═══ Provided records ═══

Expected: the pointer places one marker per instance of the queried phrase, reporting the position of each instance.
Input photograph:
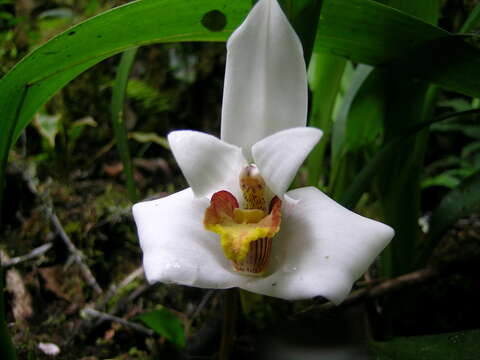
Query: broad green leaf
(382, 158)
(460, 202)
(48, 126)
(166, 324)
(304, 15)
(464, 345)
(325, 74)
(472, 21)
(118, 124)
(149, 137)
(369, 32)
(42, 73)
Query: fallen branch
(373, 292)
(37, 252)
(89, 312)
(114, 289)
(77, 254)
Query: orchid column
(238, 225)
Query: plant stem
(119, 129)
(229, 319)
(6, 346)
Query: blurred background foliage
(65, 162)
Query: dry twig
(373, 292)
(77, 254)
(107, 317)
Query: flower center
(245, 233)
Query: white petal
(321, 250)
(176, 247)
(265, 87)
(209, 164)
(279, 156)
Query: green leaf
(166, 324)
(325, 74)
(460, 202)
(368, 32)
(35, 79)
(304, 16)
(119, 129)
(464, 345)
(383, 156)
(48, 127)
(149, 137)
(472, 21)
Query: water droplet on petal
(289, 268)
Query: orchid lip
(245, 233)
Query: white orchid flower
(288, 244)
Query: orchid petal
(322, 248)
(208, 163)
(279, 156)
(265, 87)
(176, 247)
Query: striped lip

═══

## [Directions for this task]
Starting at the line that contains "Query: white petal", return every line through the last one above, exactly as written.

## [Written answer]
Query: white petal
(321, 250)
(176, 247)
(265, 87)
(209, 164)
(279, 156)
Query: green leaf
(166, 324)
(325, 74)
(460, 202)
(368, 32)
(35, 79)
(304, 16)
(119, 129)
(464, 345)
(383, 156)
(48, 127)
(149, 137)
(472, 21)
Query: water droplet on petal
(289, 268)
Query: orchid lip
(245, 233)
Query: white orchid flower
(288, 244)
Query: orchid petal
(322, 248)
(208, 163)
(279, 156)
(265, 87)
(176, 247)
Query: striped lip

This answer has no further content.